* _Data section_:
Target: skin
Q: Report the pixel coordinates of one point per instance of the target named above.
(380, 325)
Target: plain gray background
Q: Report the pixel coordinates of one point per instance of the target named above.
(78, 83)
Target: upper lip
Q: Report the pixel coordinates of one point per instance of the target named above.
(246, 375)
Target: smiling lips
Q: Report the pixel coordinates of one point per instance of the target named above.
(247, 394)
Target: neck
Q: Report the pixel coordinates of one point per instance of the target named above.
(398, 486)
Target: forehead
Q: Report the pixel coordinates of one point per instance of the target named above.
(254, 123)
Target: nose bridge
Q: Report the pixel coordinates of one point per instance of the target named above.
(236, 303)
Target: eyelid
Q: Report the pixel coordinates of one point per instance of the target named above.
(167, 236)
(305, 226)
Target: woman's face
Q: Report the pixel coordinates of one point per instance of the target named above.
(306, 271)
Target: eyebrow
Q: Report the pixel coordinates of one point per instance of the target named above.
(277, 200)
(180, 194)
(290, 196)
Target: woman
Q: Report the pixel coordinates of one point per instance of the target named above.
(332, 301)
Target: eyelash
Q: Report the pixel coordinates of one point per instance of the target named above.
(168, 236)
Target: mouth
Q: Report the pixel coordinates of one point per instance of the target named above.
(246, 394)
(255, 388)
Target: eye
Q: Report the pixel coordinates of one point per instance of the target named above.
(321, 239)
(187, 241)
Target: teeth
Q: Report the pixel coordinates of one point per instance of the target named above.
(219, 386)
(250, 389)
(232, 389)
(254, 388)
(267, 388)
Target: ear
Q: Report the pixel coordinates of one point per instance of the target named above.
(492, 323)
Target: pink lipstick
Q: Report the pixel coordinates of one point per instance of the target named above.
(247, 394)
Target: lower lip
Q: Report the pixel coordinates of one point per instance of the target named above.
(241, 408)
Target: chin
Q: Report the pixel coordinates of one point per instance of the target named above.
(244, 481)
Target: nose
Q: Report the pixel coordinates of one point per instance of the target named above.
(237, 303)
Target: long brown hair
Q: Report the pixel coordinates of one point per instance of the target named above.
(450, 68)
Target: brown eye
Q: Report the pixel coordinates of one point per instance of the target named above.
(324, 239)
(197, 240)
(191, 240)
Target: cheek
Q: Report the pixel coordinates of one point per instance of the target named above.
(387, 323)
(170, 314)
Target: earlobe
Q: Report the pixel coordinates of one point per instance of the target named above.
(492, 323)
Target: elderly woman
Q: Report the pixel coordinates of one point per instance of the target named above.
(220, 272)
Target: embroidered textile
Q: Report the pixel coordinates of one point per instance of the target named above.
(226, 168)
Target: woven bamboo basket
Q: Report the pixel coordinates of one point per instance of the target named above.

* _Exercise description_:
Provide an exact reproduction of all the entries shown above.

* _Worked answer_:
Target: skin
Q: Report the pixel coordinates of one point per instance of the target named above.
(380, 325)
Target: plain gray background
Q: Report the pixel coordinates of one point per instance of the target named above.
(78, 83)
Target: upper lip
Q: Report the pixel coordinates of one point per instance of the target named above.
(246, 375)
Target: smiling lips
Q: Report the pixel coordinates of one point per instance of the target named above.
(247, 394)
Target: neck
Q: Report the pixel coordinates of one point per instance of the target named above.
(398, 486)
Target: forehead
Q: Report the pixel coordinates of one point per instance of the target named above.
(254, 123)
Target: nose bridge
Q: Report the pixel coordinates of one point per instance of the target named above.
(236, 303)
Target: eyelid
Q: Report the pixel coordinates of one point per instance of the target named above.
(167, 236)
(305, 226)
Target: woman's face
Q: Report the pixel coordinates of one point per instance of the target named above.
(306, 271)
Target: eyebrow
Q: Report the pixel coordinates of one point per instance of the target named above.
(277, 200)
(180, 194)
(290, 196)
Target: woman
Q: Report the pixel coordinates of one point per instance of the target named above.
(332, 301)
Target: eyelash
Q: Report the pixel coordinates of one point per instance of the target named above.
(168, 236)
Target: mouth
Q: Report the pixel coordinates of one point per instance of the target named above.
(246, 394)
(255, 388)
Target: eye
Q: Report the pixel coordinates of one point per instance of the target named above.
(321, 239)
(187, 241)
Target: teeth
Q: Report the pixel coordinates of one point per instance of the target named above.
(219, 386)
(250, 389)
(232, 389)
(254, 388)
(267, 388)
Target: ear
Q: Report the pixel coordinates of one point per instance of the target named above.
(492, 323)
Target: pink lipstick
Q: Report the pixel coordinates of one point per instance of the target named above.
(247, 394)
Target: lower lip
Q: Report the pixel coordinates of one point per instance of the target named above.
(241, 408)
Target: chin
Q: Report the pixel coordinates of one point per instance of the target named above.
(244, 481)
Target: nose
Q: Report the pixel coordinates of one point per instance of the target named above.
(237, 303)
Target: long brown hair
Q: Report the pixel coordinates of one point per instance of the target named above.
(450, 68)
Target: brown eye
Q: Report the pixel coordinates of one point per instance of the target named above.
(324, 239)
(197, 240)
(191, 240)
Target: cheek
Q: Report the pixel coordinates of one point per instance of the target named above.
(387, 323)
(170, 314)
Target: earlobe
Q: Report the pixel coordinates of one point per instance of the target named above.
(492, 323)
Target: elderly woman
Q: Report the pixel coordinates of one point per instance of the target named above.
(220, 272)
Target: embroidered textile
Q: Report the pixel coordinates of one point per instance of the target named above.
(226, 168)
Target: woven bamboo basket
Q: Report the pixel coordinates of one point per instance of the target named above.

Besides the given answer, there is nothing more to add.